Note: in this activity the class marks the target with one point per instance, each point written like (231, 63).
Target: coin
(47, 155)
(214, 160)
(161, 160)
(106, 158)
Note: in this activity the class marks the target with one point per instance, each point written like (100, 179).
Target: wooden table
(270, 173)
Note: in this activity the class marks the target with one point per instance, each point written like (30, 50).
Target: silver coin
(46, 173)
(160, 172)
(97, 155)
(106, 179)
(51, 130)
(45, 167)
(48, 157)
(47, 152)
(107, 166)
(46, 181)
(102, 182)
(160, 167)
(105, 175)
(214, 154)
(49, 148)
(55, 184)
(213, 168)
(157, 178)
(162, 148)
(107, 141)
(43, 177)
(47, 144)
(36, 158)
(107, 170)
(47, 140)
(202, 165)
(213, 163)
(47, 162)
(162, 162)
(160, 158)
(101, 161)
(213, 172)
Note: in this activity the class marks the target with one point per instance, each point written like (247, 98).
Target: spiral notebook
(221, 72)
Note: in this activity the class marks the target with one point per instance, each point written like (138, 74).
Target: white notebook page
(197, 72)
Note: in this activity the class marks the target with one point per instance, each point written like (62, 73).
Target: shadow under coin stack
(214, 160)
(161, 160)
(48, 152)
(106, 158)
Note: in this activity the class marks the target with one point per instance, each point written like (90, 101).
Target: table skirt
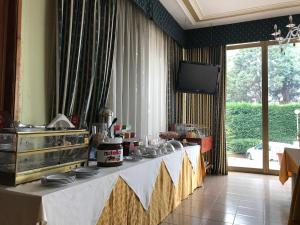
(123, 206)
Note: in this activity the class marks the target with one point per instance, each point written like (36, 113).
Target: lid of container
(131, 140)
(114, 141)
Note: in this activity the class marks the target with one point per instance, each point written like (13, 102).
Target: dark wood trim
(9, 28)
(17, 99)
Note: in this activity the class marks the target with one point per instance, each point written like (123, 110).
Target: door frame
(265, 105)
(10, 56)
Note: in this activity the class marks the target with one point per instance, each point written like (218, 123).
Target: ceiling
(192, 14)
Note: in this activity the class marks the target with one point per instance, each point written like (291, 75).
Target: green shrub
(240, 146)
(244, 124)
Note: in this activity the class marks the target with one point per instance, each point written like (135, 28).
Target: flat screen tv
(197, 78)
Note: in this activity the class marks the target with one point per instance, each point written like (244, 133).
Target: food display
(28, 154)
(110, 153)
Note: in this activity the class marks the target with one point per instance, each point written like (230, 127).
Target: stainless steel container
(106, 116)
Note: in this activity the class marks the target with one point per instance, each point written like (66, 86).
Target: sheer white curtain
(138, 88)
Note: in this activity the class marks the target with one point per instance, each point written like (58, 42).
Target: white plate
(132, 158)
(57, 179)
(150, 156)
(84, 172)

*-*-*

Exercise details => Output the material above exactly, but only from the line that carries "Target: wooden table" through the line that carries "like (90, 101).".

Task result =>
Target: wooden table
(270, 173)
Note: in this activity the class marks the target with one point per instance, each point written like (30, 50).
Target: silver coin
(46, 173)
(160, 172)
(97, 155)
(106, 179)
(51, 130)
(45, 167)
(48, 157)
(47, 152)
(107, 166)
(46, 181)
(102, 182)
(160, 167)
(105, 175)
(214, 154)
(49, 148)
(55, 184)
(213, 168)
(157, 178)
(162, 148)
(107, 141)
(43, 177)
(47, 144)
(36, 158)
(107, 170)
(47, 140)
(202, 165)
(213, 163)
(47, 162)
(162, 162)
(160, 158)
(101, 161)
(213, 172)
Note: in this activity the class marks the target with one point per instance, each point written like (247, 98).
Target: spiral notebook
(221, 72)
Note: in this activity the class marks the target with one point per instance, each point written like (138, 74).
Target: white notebook page
(197, 72)
Note: in this activity the class marks the target with one point per instance, each point written like (62, 73).
Target: shadow under coin stack
(214, 160)
(161, 160)
(48, 152)
(106, 158)
Note: in this activity the class marks the target with one point per instance, each point written like (90, 101).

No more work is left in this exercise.